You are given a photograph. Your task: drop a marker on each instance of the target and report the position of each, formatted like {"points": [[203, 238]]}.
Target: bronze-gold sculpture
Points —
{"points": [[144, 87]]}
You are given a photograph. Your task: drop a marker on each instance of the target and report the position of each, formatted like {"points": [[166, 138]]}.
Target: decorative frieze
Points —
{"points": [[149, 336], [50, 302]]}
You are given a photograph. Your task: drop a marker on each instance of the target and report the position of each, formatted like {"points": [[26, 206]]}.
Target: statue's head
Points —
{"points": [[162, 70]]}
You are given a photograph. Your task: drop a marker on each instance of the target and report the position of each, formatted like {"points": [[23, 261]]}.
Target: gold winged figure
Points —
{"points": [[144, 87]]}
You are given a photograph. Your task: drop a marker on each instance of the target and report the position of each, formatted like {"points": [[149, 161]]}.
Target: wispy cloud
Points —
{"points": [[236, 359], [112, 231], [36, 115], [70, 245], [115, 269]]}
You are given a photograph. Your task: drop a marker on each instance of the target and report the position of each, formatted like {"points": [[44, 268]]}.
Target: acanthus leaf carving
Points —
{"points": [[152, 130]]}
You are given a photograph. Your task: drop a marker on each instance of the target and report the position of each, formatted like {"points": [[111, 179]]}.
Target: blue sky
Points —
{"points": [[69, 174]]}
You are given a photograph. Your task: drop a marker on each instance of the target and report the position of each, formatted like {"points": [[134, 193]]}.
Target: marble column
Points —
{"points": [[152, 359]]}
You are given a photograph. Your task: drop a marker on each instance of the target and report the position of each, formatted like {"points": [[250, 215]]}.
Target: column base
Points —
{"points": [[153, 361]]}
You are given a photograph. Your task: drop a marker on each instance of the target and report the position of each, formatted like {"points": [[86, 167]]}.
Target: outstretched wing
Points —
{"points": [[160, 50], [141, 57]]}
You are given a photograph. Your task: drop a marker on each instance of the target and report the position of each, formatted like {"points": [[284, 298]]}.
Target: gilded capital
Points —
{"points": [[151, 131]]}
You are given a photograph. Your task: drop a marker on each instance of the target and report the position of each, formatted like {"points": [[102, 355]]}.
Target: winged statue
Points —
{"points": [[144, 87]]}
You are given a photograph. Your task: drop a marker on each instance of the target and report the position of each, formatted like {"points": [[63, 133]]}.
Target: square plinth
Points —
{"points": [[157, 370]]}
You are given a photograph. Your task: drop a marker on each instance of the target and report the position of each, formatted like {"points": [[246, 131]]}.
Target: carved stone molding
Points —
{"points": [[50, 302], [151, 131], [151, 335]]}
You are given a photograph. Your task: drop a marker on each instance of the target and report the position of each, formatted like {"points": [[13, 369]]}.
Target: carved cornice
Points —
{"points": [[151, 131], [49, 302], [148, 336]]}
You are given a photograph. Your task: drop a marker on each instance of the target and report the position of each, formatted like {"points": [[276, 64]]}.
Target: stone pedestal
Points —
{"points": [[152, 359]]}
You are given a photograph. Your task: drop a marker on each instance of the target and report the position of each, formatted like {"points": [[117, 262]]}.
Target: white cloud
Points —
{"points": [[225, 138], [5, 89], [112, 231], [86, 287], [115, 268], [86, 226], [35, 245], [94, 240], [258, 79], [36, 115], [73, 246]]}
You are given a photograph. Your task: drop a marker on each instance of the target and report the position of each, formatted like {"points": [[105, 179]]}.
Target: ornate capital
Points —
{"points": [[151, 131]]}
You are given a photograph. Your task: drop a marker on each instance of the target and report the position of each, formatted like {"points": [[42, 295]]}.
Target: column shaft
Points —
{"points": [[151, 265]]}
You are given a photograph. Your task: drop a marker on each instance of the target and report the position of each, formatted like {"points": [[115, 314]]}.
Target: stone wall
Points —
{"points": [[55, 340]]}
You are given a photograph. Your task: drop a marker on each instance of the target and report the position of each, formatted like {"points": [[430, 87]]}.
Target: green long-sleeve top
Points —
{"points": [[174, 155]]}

:: What to do ::
Each line in the listing above that includes "capital" is to be copied.

:: Exercise solution ::
Target: gilded capital
Target: ornate capital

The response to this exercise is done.